**Instrucción 1**
Según el texto sobre luchar con Dios, ¿por qué recibió Jacob ese nombre? Responde en una o dos oraciones.

········

11. Luchando con Dios

Luchando con Dios

Jesús y la Lucha Interior

Alguien dijo una vez:

“El dinero no compra la felicidad, pero sí te da la oportunidad de elegir qué tipo de miseria preferís.”
Y así también se podría decir que Jesús no siempre promete librarnos de los problemas, pero sí nos da la oportunidad de elegir qué clase de problema preferimos.

Algunos han vacilado bajo el malentendido de que podrán evitar el sufrimiento dando la espalda a su fe y a Dios. ¡De ninguna manera! Esa difícilmente es una solución. Si intento escapar del problema alejándome de Dios, entonces me espera un problema aún mayor. Solo la gracia de Dios nos da la opción de elegir qué tipo de problema queremos. Y entonces Él promete caminar con nosotros a través de la elección correcta.

Recordá esto: Dios no libró a Daniel del foso de los leones—lo libró dentro del foso.
No libró a los tres fieles hebreos del horno de fuego—los libró dentro del horno.
¿Captás la idea? Dios no prometió un jardín de rosas. Pero sí prometió caminar con vos a través del fuego y del agua. Y muy pronto compensará con creces todo ello.

“He aquí nuestro Dios a quien servimos puede librarnos del horno de fuego ardiendo; y de tu mano, oh rey, nos librará. Y si no, sepas, oh rey, que no serviremos a tus dioses ni tampoco adoraremos la estatua que has levantado.”
—Daniel 3:17–18


Jacob, un Engañador

Cuando Isaac tenía sesenta años, Rebeca dio a luz gemelos. El primero en salir fue Esaú. Después de él, salió su hermano, con la mano agarrando el talón de Esaú; por eso fue llamado Jacob. El hermano gemelo de Jacob, Esaú, no valoraba la primogenitura y la vendió a Jacob por un plato de lentejas—no se dio cuenta de que la bendición de Dios no puede ser negociada.

········

**Instrucción 2**
Actualiza las filas desde la que contiene "of the building" hasta el final de las filas, con ambas incluidas: cambia "keypoint" por "marker" y deja todo lo demás igual.

········

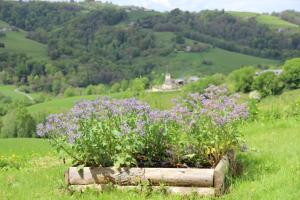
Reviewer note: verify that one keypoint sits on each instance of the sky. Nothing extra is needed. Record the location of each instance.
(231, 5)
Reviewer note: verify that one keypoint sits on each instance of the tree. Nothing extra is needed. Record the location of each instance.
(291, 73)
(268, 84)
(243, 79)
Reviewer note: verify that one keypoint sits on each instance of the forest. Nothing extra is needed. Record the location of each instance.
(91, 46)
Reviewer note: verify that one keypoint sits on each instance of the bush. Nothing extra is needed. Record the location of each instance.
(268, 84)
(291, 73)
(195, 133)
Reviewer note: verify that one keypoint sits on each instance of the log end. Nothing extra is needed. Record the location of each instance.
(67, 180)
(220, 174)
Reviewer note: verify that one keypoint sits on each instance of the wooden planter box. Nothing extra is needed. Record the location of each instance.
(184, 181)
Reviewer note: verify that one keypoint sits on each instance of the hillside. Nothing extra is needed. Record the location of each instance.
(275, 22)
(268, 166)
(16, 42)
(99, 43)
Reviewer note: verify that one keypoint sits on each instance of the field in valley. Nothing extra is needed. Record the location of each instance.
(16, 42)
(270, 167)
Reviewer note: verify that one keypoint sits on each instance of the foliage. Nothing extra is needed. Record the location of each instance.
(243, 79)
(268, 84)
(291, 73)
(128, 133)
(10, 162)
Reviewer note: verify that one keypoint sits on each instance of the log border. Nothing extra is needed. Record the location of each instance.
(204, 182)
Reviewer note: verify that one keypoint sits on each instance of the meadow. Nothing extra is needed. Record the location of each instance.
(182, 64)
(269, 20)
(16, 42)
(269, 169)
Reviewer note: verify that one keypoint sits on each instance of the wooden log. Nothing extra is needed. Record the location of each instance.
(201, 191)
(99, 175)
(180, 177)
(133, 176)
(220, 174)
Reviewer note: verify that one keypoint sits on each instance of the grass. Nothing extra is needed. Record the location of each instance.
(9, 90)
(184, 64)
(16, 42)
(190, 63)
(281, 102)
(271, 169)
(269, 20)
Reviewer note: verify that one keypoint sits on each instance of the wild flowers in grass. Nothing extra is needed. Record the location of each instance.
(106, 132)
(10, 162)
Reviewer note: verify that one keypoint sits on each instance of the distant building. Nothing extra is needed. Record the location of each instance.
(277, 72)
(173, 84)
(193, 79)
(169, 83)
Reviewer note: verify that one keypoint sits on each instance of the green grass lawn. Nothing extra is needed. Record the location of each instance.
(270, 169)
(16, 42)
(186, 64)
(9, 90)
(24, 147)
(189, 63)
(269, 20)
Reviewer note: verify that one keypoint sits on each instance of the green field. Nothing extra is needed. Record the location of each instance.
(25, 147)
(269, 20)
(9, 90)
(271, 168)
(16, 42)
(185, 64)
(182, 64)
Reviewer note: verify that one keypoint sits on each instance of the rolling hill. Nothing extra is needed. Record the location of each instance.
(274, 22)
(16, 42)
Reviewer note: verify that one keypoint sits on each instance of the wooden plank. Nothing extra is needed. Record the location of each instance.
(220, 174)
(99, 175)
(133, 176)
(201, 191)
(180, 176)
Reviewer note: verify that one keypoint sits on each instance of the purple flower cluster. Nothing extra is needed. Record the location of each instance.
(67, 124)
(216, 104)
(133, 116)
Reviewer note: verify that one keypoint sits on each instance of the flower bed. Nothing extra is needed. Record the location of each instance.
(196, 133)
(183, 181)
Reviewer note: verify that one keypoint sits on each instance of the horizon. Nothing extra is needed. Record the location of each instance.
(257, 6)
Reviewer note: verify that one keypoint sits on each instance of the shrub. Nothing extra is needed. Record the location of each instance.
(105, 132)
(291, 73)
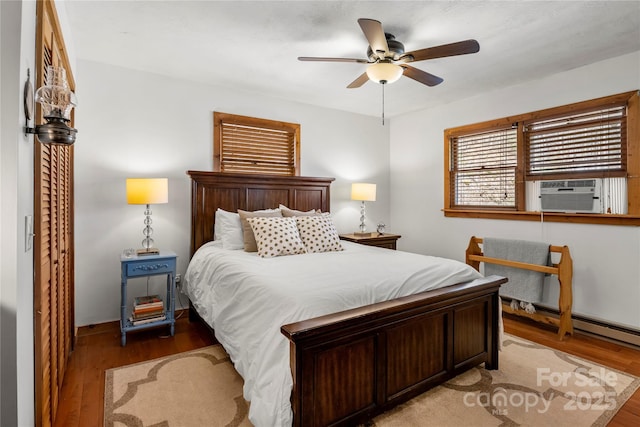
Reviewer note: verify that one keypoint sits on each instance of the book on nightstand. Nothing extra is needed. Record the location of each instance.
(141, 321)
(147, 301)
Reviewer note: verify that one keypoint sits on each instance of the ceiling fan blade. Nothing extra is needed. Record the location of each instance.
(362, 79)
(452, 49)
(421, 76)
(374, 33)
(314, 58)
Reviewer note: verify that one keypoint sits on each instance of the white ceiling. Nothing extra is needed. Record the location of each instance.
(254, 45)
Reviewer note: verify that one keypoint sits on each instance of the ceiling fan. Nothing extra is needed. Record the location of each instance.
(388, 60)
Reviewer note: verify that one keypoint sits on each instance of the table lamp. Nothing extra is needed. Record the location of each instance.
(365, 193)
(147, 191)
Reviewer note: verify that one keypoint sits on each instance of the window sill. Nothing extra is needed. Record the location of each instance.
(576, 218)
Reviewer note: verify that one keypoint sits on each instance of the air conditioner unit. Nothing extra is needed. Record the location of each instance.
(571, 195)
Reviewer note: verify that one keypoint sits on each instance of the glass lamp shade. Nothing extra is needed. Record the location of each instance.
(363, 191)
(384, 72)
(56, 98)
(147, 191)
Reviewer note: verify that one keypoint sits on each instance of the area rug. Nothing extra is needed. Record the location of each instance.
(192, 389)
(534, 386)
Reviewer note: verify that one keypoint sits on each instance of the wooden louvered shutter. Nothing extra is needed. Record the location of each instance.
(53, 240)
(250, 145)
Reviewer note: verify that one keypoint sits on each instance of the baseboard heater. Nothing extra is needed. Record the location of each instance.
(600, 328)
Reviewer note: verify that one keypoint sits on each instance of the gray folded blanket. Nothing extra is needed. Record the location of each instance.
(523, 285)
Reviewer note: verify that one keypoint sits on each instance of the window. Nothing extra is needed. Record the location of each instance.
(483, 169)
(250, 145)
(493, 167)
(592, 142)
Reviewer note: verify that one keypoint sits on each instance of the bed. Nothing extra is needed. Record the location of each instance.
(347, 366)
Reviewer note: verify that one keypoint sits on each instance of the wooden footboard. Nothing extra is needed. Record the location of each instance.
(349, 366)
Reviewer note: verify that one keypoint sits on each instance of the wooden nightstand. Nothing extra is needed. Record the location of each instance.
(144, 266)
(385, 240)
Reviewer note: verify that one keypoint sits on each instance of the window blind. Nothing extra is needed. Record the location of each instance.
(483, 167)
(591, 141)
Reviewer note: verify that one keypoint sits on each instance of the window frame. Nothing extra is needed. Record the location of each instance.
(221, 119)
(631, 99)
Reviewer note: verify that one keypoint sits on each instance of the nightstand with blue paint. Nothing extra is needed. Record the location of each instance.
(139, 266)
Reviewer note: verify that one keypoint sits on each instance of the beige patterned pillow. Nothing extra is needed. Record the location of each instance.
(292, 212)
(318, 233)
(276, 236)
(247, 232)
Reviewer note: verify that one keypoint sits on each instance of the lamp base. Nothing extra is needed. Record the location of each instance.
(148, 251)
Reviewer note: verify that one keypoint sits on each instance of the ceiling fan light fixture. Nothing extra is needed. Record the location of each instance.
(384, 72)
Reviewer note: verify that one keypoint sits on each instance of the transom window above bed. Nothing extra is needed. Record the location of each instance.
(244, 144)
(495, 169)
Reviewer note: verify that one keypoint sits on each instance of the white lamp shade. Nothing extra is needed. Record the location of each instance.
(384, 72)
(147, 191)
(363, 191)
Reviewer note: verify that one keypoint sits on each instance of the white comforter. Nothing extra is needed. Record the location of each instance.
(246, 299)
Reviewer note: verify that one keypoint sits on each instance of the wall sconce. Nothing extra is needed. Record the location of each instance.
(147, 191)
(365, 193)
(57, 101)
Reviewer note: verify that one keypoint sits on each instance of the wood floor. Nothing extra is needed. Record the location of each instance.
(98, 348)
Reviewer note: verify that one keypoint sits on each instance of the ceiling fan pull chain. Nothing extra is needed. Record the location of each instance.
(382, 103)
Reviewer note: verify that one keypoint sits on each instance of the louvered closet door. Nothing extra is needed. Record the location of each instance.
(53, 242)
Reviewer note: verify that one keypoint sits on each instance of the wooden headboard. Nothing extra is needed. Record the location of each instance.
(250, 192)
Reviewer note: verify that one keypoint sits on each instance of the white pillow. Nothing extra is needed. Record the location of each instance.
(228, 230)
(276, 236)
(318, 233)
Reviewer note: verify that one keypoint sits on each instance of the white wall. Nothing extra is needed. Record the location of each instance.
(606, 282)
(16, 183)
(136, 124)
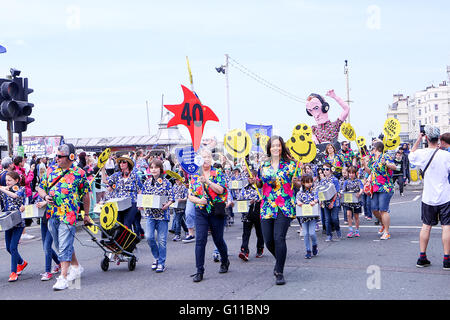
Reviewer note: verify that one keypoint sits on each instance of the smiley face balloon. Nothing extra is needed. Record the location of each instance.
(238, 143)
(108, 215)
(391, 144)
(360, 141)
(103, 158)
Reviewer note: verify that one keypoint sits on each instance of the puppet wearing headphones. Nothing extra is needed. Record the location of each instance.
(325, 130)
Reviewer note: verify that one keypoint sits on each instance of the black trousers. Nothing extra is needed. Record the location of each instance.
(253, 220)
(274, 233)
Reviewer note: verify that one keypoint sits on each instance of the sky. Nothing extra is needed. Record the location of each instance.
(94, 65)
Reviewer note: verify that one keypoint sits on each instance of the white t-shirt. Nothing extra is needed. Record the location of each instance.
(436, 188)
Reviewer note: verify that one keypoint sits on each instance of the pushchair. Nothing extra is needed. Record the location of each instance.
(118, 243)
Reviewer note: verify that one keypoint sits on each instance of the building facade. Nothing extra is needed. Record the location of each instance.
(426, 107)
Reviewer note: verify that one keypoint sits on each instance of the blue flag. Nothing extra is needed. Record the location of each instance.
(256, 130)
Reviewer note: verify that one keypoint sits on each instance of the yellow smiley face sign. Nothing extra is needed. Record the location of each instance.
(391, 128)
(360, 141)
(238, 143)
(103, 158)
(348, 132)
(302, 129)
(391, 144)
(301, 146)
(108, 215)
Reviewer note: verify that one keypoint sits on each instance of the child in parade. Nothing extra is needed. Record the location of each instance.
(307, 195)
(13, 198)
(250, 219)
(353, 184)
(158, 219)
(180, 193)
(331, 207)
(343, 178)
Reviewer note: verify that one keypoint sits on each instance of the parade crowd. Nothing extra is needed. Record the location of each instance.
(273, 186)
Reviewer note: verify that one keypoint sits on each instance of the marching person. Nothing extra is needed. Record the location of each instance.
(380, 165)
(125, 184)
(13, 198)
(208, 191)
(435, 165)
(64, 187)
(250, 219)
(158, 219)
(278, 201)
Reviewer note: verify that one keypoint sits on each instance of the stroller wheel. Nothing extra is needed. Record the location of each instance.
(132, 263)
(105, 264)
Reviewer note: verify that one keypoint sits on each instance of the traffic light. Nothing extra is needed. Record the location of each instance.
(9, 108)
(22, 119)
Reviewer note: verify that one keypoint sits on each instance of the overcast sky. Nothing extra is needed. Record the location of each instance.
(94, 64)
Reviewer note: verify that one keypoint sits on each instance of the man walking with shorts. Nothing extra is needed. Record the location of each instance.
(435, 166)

········

**Respuesta escrita 1**
Recibió ese nombre porque nació después de Esaú con la mano agarrando el talón de su hermano gemelo.

**Respuesta escrita 2**
Reviewer note: verify that one marker sits on each instance of the building facade. Nothing extra is needed. Record the location of each instance.
(426, 107)
Reviewer note: verify that one marker sits on each instance of the blue flag. Nothing extra is needed. Record the location of each instance.
(256, 130)
Reviewer note: verify that one marker sits on each instance of the yellow smiley face sign. Nothing extra is needed. Record the location of each instance.
(391, 128)
(360, 141)
(238, 143)
(103, 158)
(348, 132)
(302, 129)
(391, 144)
(301, 146)
(108, 215)
Reviewer note: verify that one marker sits on each instance of the child in parade. Nothing extra is needed. Record the location of each instance.
(307, 195)
(13, 198)
(250, 219)
(353, 184)
(158, 219)
(180, 193)
(331, 207)
(343, 178)
Reviewer note: verify that one marker sits on each instance of the parade crowd. Nothing extra is needed. Record the location of each instance.
(273, 186)
Reviewer note: verify that one marker sits on each instance of the marching person. Nothing extra is needed. Record the location of each instance.
(380, 165)
(125, 184)
(13, 198)
(208, 191)
(435, 165)
(64, 187)
(250, 219)
(158, 219)
(278, 201)
Reviewer note: verify that one marker sits on each instance of the stroller wheel. Nothing extra is needed. Record the location of each instance.
(132, 263)
(105, 264)
Reviewer note: verify that one marker sits on each instance of the traffic light. Nothing extra is needed. Record the location of each instance.
(9, 108)
(22, 119)
Reviewer note: verify that one marker sits on each instance of the overcast sky. Nothing extra is needed. Record the location of each instance.
(94, 64)
Reviewer note: verify that one marker sits on each instance of the man walking with shorts. Nothing extra is needed. Record the location of each instance.
(435, 166)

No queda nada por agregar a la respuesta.